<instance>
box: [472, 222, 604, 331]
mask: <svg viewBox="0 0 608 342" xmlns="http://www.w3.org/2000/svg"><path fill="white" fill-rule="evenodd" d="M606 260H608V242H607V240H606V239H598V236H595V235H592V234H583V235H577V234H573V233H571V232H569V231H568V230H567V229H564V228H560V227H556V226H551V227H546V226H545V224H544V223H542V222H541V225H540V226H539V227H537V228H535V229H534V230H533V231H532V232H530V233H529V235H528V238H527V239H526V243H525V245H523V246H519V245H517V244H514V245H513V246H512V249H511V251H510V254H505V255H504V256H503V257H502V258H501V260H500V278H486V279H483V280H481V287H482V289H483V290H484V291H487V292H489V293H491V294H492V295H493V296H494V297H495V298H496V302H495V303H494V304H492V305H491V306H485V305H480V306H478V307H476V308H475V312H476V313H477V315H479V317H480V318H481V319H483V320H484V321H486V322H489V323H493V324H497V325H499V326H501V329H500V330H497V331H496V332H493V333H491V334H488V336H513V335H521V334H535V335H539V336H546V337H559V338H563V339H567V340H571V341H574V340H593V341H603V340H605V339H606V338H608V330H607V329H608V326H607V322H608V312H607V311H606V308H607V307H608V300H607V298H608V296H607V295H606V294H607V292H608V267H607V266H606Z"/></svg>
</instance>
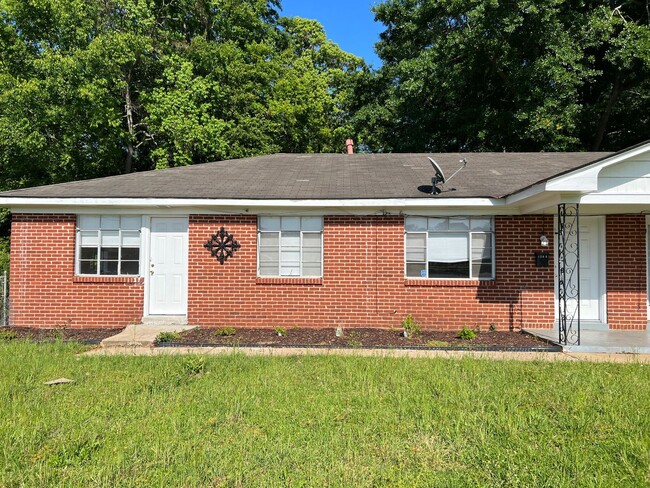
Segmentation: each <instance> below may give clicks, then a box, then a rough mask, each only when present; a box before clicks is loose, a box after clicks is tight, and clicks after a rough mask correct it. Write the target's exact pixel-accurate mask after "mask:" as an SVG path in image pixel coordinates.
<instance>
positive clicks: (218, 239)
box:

* * *

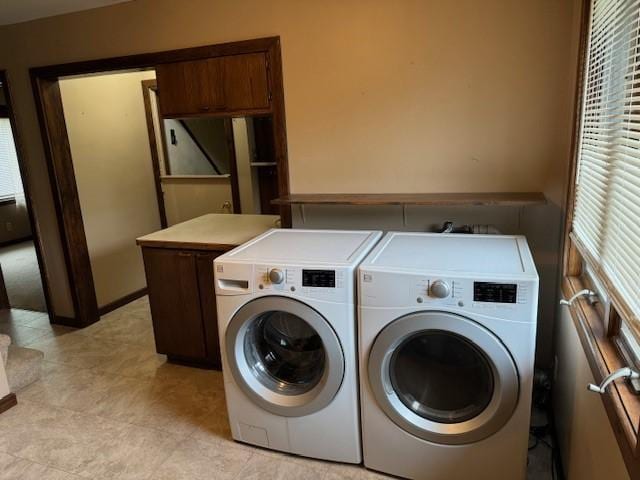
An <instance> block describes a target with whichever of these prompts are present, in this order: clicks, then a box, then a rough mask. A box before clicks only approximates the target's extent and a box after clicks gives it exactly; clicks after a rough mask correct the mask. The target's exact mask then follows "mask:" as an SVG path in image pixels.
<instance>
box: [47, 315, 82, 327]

* * *

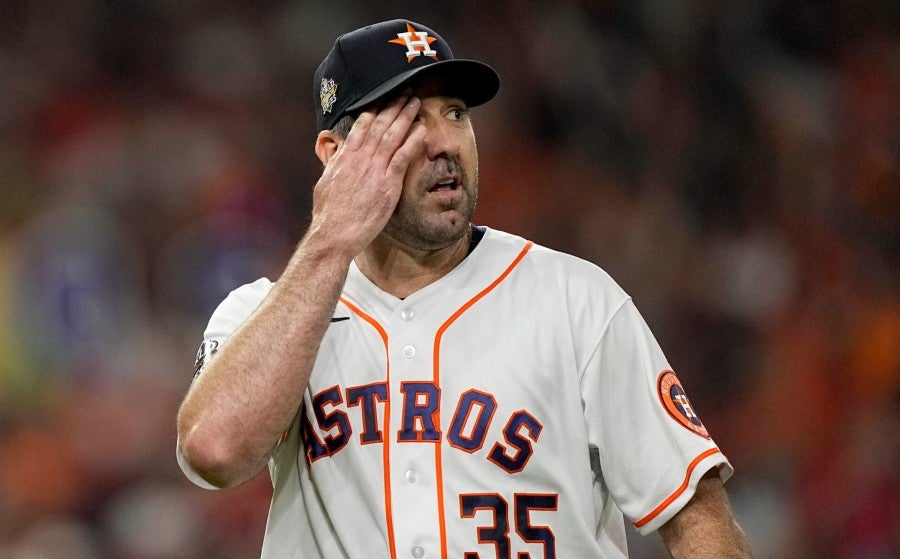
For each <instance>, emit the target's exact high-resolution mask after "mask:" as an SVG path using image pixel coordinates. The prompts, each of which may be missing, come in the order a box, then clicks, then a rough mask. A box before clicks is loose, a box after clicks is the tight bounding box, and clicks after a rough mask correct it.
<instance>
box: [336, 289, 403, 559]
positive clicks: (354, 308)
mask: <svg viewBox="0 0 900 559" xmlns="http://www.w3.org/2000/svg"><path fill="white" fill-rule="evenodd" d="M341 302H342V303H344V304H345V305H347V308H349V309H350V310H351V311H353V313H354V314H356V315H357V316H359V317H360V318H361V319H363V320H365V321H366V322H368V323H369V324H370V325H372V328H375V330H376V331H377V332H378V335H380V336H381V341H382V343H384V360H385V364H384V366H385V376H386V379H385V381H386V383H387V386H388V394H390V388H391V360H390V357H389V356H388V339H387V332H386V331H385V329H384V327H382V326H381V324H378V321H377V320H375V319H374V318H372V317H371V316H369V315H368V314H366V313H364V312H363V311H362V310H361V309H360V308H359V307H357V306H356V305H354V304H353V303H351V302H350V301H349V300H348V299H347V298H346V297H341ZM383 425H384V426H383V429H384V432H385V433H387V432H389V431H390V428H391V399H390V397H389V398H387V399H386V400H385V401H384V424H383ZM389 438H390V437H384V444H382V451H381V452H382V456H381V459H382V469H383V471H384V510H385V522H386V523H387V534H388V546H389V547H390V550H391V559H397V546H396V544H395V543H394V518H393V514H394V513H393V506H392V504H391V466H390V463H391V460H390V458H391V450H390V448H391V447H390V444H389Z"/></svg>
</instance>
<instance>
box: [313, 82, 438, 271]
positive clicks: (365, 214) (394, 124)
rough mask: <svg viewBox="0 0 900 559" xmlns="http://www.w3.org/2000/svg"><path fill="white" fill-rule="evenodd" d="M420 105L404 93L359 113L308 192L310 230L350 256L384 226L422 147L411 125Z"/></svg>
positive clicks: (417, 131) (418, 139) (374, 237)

◆ What to work on
From the line containing "rough mask: <svg" down to the line containing "positive clicks: (417, 131)" in the material above, reproduce every line exactly, including the two end lines.

◆ Solution to this task
rough mask: <svg viewBox="0 0 900 559" xmlns="http://www.w3.org/2000/svg"><path fill="white" fill-rule="evenodd" d="M420 105L404 93L359 113L308 192L310 230L350 256L384 226L422 147L411 125Z"/></svg>
positive clicks: (417, 131) (418, 139) (374, 237)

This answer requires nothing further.